Written exercise: Starting at the line with "of the narrow" in it, reproduce each line below through the last one, exactly, and include nothing else.

(Named object pointing entries)
---+---
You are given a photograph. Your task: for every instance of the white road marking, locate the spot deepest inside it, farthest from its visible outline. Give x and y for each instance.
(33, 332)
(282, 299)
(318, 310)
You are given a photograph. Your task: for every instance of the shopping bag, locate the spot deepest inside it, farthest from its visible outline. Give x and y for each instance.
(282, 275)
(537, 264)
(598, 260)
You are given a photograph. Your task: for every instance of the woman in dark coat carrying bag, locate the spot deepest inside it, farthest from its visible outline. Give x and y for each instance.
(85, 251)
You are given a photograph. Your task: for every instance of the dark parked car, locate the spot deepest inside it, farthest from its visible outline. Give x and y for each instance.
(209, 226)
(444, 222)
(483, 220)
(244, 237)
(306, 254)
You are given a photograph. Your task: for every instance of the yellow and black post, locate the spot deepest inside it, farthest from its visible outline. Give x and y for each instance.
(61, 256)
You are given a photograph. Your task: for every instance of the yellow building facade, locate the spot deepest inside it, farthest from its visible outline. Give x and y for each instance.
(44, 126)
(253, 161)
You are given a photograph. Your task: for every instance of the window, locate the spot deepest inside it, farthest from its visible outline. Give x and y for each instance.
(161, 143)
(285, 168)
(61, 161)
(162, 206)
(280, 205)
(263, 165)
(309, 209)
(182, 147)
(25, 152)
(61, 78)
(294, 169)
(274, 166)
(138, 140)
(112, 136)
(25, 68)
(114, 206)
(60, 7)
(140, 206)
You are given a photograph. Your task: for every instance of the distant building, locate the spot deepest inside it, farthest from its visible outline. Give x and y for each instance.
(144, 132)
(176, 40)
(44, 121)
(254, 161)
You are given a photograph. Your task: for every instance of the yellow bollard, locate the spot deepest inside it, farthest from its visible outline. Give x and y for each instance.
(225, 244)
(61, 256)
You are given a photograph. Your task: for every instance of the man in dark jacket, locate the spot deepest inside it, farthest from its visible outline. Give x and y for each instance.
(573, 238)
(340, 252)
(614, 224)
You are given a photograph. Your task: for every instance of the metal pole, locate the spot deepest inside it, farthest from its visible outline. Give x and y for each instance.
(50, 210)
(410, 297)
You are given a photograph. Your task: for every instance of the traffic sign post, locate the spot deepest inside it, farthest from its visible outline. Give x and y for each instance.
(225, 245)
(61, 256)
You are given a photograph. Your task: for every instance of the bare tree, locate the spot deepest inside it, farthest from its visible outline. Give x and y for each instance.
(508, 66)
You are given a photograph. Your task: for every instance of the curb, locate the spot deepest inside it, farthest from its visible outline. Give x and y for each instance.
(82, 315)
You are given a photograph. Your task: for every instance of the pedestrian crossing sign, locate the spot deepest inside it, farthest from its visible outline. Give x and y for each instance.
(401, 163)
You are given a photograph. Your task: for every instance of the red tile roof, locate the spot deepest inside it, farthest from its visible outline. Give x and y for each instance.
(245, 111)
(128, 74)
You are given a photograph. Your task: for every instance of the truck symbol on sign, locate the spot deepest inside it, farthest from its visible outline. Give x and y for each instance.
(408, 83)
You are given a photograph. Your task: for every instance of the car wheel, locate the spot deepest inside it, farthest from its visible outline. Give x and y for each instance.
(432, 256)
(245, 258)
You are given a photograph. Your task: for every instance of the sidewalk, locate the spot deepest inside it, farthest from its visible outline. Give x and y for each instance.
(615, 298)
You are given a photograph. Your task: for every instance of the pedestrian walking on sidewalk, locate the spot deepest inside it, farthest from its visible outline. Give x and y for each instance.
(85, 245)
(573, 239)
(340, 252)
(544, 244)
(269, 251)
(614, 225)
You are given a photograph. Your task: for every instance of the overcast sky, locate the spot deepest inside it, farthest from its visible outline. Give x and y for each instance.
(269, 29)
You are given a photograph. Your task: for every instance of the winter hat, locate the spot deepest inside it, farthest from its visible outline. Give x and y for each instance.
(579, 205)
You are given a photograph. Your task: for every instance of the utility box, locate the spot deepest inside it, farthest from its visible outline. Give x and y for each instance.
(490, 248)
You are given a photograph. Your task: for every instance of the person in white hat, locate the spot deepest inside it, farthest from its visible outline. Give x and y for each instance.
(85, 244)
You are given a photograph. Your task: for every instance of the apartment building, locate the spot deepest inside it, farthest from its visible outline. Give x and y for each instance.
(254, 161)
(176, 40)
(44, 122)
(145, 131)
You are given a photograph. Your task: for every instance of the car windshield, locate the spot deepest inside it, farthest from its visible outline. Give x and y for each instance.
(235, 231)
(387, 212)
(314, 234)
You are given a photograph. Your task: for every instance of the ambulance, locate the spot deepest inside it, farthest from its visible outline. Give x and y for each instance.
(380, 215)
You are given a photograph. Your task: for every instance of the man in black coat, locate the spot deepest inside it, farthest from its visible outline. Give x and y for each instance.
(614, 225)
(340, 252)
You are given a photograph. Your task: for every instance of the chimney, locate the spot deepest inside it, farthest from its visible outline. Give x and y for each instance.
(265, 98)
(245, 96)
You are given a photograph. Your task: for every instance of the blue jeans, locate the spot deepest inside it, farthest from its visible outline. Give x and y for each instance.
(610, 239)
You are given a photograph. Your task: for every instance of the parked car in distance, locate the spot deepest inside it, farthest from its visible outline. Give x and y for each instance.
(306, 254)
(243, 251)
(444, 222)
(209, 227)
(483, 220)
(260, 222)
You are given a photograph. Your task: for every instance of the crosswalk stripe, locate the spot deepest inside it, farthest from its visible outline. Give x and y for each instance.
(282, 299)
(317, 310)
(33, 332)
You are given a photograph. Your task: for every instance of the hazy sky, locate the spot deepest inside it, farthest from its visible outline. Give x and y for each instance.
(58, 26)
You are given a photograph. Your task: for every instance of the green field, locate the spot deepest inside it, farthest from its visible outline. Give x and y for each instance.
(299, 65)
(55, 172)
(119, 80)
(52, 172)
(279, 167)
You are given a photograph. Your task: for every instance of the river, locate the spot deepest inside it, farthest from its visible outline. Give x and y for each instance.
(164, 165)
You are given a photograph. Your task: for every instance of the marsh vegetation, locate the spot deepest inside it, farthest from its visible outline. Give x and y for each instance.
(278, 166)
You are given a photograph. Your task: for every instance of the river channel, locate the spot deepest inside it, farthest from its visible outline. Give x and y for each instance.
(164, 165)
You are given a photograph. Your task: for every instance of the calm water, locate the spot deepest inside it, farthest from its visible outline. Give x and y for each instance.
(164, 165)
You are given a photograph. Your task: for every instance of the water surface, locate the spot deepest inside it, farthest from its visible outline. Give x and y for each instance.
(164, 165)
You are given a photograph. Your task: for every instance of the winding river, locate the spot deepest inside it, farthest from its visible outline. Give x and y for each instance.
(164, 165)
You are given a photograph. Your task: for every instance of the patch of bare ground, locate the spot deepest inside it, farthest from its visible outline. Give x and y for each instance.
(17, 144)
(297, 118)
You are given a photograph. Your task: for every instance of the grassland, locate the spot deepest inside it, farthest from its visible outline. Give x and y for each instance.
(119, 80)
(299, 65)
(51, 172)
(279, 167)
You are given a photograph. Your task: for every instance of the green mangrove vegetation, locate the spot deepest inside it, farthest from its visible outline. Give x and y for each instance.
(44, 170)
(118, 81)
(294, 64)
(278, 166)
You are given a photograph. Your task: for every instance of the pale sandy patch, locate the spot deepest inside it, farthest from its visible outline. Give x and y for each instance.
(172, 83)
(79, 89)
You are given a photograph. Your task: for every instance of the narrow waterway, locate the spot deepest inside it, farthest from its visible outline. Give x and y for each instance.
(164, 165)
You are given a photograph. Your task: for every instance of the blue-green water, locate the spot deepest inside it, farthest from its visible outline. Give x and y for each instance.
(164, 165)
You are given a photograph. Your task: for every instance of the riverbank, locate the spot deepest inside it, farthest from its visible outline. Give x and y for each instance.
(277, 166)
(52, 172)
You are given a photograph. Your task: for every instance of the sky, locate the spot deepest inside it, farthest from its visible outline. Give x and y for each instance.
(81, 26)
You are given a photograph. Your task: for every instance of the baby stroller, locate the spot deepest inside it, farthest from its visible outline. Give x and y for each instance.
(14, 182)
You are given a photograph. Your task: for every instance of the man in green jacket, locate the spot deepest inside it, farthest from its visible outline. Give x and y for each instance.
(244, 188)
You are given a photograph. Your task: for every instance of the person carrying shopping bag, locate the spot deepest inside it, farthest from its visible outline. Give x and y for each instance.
---+---
Solved problem:
You are given a photograph. Your task: for every instance of the narrow waterway, locate the spot deepest inside it, farthest from its visible outline. Give x and y for each instance.
(164, 165)
You are given a photograph. Your task: for every instance of the blue-green water, locate the spot deepest inside it, farthest from its visible outline. Give x and y for each instance.
(164, 165)
You are given a photograph. Your task: for every instance of the riverbank, locate the spot deepest inside it, farthest from its visible outline. Give x and y for each instance.
(277, 166)
(52, 172)
You are given a photograph. Your task: for every instance of the sky, locate the spot deepest inside it, farthest from its visible outline. Give x and y for each instance.
(81, 26)
You are given a photograph. Your task: for every instance of the baby stroller, locate the spot deepest inside it, farthest from its visible outline. Give x and y for each instance.
(14, 182)
You are given a photograph. Your task: for every instance of the man in green jacket, locate the spot deepest inside it, farthest from its visible outline. Give x and y for each instance.
(244, 188)
You are given a photograph. Your task: for every instance of the person carrying shopping bag, locate the spot deepest inside it, farthest from its visible outline. Give x and y for each instance.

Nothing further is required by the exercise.